## What the task asks
Only the line containing "# put a dot on each instance of the plate" and the lines after it, through the end of the entries, should be output exactly.

[Dataset entries]

******

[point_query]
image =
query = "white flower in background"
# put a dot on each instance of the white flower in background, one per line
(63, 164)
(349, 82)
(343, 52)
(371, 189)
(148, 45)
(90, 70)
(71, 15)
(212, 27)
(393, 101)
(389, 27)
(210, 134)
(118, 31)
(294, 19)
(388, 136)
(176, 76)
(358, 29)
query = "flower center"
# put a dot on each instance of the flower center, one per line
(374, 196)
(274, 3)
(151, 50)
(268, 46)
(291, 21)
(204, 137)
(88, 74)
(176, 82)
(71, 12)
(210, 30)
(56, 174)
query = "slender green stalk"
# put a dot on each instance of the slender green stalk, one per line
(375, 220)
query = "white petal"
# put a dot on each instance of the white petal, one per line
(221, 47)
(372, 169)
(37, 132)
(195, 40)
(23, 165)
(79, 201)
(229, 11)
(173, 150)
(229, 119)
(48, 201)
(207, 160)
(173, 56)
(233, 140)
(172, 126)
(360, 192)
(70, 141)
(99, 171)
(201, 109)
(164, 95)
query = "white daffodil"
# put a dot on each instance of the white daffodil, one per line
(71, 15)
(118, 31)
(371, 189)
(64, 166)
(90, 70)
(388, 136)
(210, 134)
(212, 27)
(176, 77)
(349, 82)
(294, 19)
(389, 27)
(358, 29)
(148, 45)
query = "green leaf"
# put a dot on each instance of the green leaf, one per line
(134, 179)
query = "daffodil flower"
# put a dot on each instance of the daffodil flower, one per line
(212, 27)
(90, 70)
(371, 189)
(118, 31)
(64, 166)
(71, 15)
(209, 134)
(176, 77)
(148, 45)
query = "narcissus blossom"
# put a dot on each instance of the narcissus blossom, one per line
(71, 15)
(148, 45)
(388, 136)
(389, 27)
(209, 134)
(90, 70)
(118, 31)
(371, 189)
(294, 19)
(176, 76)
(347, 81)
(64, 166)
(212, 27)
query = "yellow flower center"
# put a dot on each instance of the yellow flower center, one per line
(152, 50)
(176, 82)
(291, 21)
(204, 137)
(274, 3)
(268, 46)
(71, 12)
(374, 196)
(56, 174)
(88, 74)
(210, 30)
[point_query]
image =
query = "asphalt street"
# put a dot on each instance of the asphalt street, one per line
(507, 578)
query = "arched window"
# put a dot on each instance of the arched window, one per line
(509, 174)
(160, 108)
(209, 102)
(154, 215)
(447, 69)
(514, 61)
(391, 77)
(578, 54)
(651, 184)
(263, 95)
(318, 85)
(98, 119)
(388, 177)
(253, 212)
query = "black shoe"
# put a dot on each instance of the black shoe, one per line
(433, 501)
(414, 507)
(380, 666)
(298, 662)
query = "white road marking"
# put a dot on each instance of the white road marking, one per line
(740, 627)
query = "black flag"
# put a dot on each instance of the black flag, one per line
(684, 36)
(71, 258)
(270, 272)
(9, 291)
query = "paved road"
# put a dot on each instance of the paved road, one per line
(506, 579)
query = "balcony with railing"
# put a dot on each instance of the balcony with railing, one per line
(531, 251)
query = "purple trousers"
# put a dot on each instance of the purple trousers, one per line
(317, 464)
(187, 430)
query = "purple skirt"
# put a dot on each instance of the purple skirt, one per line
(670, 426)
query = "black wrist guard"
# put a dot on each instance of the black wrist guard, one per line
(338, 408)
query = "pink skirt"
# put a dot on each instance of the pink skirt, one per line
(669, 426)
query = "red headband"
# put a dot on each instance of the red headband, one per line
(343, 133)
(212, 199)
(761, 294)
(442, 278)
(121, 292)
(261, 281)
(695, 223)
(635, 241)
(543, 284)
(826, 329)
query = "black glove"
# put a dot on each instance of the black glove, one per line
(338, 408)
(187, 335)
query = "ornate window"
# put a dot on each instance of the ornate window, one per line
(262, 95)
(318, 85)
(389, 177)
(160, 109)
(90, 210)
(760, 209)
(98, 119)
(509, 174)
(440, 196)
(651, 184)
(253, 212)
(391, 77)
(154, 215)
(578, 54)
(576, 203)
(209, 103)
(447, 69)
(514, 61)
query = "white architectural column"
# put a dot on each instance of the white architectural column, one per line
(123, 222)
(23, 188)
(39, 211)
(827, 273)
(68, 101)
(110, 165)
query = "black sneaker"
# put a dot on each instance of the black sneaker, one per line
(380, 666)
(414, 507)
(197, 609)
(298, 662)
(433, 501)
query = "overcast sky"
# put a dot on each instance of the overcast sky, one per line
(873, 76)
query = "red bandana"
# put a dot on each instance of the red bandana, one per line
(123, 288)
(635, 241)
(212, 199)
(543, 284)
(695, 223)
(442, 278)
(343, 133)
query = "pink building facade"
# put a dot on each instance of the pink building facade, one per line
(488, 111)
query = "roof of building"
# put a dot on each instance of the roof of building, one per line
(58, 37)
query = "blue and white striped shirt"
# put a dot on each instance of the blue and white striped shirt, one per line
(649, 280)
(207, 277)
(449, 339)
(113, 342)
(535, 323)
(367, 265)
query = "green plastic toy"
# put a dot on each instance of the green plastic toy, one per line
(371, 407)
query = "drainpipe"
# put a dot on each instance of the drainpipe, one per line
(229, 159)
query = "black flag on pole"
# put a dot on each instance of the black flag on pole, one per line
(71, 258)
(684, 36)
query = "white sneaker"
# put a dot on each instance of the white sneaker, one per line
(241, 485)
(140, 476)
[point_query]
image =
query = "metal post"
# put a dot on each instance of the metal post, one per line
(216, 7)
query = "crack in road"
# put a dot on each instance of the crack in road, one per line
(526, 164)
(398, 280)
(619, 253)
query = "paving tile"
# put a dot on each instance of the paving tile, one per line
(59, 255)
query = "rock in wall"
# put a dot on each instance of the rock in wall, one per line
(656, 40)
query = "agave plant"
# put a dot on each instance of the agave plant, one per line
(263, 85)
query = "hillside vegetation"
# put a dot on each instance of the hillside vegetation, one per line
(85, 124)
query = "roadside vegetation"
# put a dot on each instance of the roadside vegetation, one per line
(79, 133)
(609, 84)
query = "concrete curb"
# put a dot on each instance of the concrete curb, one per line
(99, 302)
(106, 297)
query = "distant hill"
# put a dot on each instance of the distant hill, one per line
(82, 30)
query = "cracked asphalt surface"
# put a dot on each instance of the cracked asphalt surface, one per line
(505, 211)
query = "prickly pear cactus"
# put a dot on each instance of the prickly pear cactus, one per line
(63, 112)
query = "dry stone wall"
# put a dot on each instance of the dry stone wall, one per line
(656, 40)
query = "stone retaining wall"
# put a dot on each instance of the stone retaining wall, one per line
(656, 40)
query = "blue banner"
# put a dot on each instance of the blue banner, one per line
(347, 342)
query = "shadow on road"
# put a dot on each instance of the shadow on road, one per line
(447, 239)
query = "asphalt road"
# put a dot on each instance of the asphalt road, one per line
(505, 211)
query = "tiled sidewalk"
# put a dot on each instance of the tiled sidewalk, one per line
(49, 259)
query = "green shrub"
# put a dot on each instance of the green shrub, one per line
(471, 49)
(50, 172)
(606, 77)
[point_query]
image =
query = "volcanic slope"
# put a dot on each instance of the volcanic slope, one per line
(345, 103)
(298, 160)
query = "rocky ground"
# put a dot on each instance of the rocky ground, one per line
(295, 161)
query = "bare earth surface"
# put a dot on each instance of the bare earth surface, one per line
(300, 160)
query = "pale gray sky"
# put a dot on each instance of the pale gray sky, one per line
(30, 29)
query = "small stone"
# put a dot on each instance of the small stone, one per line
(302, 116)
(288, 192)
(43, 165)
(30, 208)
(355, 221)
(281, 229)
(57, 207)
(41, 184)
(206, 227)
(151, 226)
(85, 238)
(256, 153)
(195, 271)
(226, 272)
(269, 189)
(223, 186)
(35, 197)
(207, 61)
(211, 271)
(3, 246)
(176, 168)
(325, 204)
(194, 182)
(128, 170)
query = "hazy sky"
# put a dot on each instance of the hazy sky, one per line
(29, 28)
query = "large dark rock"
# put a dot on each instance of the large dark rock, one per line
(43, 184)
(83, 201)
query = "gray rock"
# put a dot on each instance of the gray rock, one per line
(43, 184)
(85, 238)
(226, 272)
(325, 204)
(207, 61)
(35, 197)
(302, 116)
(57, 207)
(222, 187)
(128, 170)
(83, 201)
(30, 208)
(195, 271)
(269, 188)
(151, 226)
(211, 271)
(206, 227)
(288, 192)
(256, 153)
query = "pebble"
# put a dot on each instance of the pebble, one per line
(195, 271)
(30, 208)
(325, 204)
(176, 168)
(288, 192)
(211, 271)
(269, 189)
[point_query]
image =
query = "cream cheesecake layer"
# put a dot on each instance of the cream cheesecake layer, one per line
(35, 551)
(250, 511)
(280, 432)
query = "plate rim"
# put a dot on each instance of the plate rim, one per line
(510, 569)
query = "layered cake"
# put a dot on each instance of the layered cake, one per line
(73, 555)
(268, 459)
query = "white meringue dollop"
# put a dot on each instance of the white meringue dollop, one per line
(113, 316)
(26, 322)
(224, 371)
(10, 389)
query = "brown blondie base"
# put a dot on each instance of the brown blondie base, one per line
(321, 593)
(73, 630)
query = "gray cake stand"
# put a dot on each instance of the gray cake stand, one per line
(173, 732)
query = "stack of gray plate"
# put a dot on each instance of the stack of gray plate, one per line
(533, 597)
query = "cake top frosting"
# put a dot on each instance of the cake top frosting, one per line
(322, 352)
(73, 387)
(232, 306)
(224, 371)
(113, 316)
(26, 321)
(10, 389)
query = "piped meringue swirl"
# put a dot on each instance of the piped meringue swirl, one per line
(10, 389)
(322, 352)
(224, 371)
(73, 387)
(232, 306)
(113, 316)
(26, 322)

******

## Task solution
# put a dot on each instance of the plate rim, one per line
(510, 569)
query = "layered cake"
# put a dot on each instance of the layered cake, one per line
(73, 555)
(268, 459)
query = "white meringue dollop"
# put a dot on each instance of the white meringue dollop, one per line
(113, 316)
(26, 322)
(224, 371)
(10, 389)
query = "brown blondie base"
# put a dot on each instance of the brown blondie base, one per line
(321, 593)
(73, 630)
query = "gray cake stand"
# put a dot on each instance of the gray cake stand, one per line
(173, 732)
query = "stack of gray plate"
# put a dot on each instance of the stack of gray plate, one per line
(533, 597)
query = "cake top frosting"
# put a dot on each instance of the cake top frosting, one per line
(322, 352)
(73, 387)
(232, 306)
(224, 371)
(113, 316)
(26, 321)
(10, 389)
query = "piped meringue swirl"
# put a dot on each instance of the piped meringue swirl, one per line
(10, 389)
(322, 352)
(224, 371)
(73, 387)
(232, 306)
(113, 316)
(26, 322)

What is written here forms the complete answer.